## Activity
Character for character, write out the data below.

*** Opening of Data extract ***

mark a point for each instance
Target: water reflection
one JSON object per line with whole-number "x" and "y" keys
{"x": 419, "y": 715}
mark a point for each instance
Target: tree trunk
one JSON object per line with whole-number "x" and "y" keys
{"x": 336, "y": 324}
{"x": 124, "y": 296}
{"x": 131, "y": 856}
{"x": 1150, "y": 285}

*** Close of Data extract ***

## Answer section
mark a point for each instance
Target: water reflection
one JSON object per line with whole-number "x" and "y" keys
{"x": 419, "y": 715}
mark a point for each instance
Target: tree trunk
one JSON object per line with whole-number "x" and "y" keys
{"x": 336, "y": 324}
{"x": 124, "y": 296}
{"x": 131, "y": 856}
{"x": 1150, "y": 285}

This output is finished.